#### [Objective]
Give back the whole listing exactly as shown.
— begin Exercise inputs —
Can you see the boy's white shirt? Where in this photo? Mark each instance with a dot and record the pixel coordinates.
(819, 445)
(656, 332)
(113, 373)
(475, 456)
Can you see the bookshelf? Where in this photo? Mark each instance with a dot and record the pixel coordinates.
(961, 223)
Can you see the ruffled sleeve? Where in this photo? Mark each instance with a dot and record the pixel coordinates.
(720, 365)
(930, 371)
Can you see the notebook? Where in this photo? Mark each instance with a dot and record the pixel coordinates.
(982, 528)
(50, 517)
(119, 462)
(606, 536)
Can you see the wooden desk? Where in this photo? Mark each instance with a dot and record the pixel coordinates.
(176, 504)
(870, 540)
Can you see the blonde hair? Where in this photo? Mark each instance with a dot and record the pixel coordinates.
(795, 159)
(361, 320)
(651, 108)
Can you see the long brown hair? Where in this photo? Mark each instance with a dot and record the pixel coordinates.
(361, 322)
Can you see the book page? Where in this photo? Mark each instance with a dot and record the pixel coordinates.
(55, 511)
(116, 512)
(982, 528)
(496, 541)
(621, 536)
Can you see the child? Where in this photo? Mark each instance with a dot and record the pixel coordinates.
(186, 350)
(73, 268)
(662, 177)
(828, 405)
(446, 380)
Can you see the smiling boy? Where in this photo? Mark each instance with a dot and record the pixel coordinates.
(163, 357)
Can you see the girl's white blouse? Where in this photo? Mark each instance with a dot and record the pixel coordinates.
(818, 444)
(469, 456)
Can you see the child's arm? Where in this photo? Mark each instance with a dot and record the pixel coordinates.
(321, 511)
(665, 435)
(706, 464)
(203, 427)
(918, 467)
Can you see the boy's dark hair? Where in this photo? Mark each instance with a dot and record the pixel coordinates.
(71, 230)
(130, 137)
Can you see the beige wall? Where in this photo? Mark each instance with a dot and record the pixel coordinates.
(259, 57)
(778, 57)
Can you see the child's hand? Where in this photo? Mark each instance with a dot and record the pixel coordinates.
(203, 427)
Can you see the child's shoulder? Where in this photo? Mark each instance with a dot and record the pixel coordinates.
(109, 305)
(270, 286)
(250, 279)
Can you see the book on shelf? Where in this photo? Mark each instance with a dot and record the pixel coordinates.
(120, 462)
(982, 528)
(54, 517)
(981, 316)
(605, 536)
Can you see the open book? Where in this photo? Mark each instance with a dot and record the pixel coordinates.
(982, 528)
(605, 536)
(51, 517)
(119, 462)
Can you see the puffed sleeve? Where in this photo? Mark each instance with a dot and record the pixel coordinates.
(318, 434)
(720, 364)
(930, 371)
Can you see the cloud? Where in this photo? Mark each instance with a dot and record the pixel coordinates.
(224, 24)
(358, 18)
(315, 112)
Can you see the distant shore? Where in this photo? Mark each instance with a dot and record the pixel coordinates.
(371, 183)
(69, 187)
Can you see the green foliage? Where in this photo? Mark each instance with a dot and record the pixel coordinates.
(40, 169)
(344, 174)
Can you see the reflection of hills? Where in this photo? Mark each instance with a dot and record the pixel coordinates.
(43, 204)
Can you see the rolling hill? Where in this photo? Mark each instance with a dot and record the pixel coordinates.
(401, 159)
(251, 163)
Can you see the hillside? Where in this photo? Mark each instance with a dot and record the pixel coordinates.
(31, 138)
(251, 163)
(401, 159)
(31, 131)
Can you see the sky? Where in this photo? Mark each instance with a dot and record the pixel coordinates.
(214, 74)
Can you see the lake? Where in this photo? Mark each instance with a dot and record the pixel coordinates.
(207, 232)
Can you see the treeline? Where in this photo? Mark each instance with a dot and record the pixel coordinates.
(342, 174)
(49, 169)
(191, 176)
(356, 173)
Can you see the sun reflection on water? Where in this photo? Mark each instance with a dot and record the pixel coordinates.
— end Exercise inputs —
#### [Finished answer]
Can you see the boy's white shirt? Where in this photo? Mark each instance with a dot and record the pixel coordinates.
(819, 445)
(656, 332)
(113, 373)
(475, 456)
Can you see the bookshelf? Where in this photo? Mark each instance with a dot and record the pixel coordinates.
(961, 223)
Can you see the ruffled sleeve? Where in this photo? Mark each instance with a dot and record the pixel coordinates.
(720, 365)
(930, 371)
Can you see the notebook? Where in this photo? Mark each instance with a dot and record the pixel coordinates.
(982, 528)
(50, 517)
(119, 462)
(606, 536)
Can you see the wooden desk? Where in this photo? Mark each instance with a dot and record the pixel coordinates.
(176, 504)
(870, 540)
Can you see the blonde hair? Where in this photo? Mark each instance with a dot and record the pixel coordinates.
(795, 159)
(361, 320)
(651, 108)
Can you see the long brown hair? Where in this photo? Mark each instance with a dot and record the pixel coordinates.
(361, 322)
Can you see the book page? Where in this photo? Mark each instance with a dot and record the pixel coordinates.
(55, 511)
(116, 512)
(982, 528)
(496, 541)
(621, 536)
Can you see the child? Where in this photo? Mark each instance with a dot and record the pixel coordinates.
(186, 350)
(73, 268)
(662, 177)
(828, 405)
(446, 380)
Can you see the smiling boy? Where in this photo? Mark each instance with a dot and record the pixel coordinates.
(163, 357)
Can you see the girl's white blouse? Where in this photo? Mark each instance with a dot and record the pixel coordinates.
(818, 444)
(469, 456)
Can you see the child's arm? Where in this photo? Mark each instance with a dot and record the pixel coordinates.
(321, 511)
(665, 435)
(706, 464)
(203, 427)
(918, 467)
Can you see the boy's dark hair? Where in this photo? Mark each instance with a dot and record the pixel coordinates.
(71, 230)
(130, 137)
Can you see the beige wall? Where in this photo? Mark each instance with a dot and record the pixel coordinates.
(259, 57)
(778, 57)
Can you see the child's hand? Where in this photo? Mark each instance with a dot and record the pixel coordinates.
(203, 427)
Can you see the child's shoulder? Where in this photo? Mark each instance with a dot and record the pixel coordinates.
(109, 305)
(270, 286)
(250, 279)
Can you see the book on shelf? Where in this photo? Mark each instance with a dot and record the pixel coordinates.
(120, 462)
(982, 528)
(54, 517)
(981, 316)
(605, 536)
Can you see the open book? Where in this photo? Mark each instance with a dot and record the pixel coordinates.
(982, 528)
(605, 536)
(51, 517)
(119, 462)
Can you see the puffed sleeve? Where in this photo? Mark each instance with a dot and record the pixel coordinates.
(318, 434)
(720, 364)
(930, 371)
Can you see the cloud? Where in this photo? Mark each instance with a dot and record the pixel coordinates.
(224, 24)
(358, 18)
(315, 112)
Can you see the distant shore? Where in this photo? Mark each instance with a dot and record the pixel coordinates.
(371, 183)
(69, 187)
Can you see the green foliage? Where in this photo? Mark each instance with a dot and record the pixel coordinates.
(40, 169)
(344, 174)
Can you see the reflection of hills? Where in this photo? Mark each instance with a dot and record the pixel coordinates.
(43, 204)
Can you see the rolling hill? Where in this photo? Mark each instance with a dot and record the pixel coordinates.
(401, 159)
(251, 163)
Can you see the hillside? Where in this photo? Mark each instance with a dot and record the pixel coordinates.
(31, 138)
(251, 163)
(401, 159)
(31, 131)
Can you see the sky? Where in this photo? Mark each instance with a dot and record the pixel coordinates.
(214, 74)
Can you see the lake? Where in this photo? Mark each instance with a dot and record the pixel coordinates.
(207, 232)
Can you see the treeline? Where in this photo? Mark each instance with a dot and record the pixel coordinates.
(342, 174)
(49, 169)
(191, 176)
(356, 173)
Can you see the sun reflection on water? Where in this photo? Mark each instance with a dot and record the pixel coordinates.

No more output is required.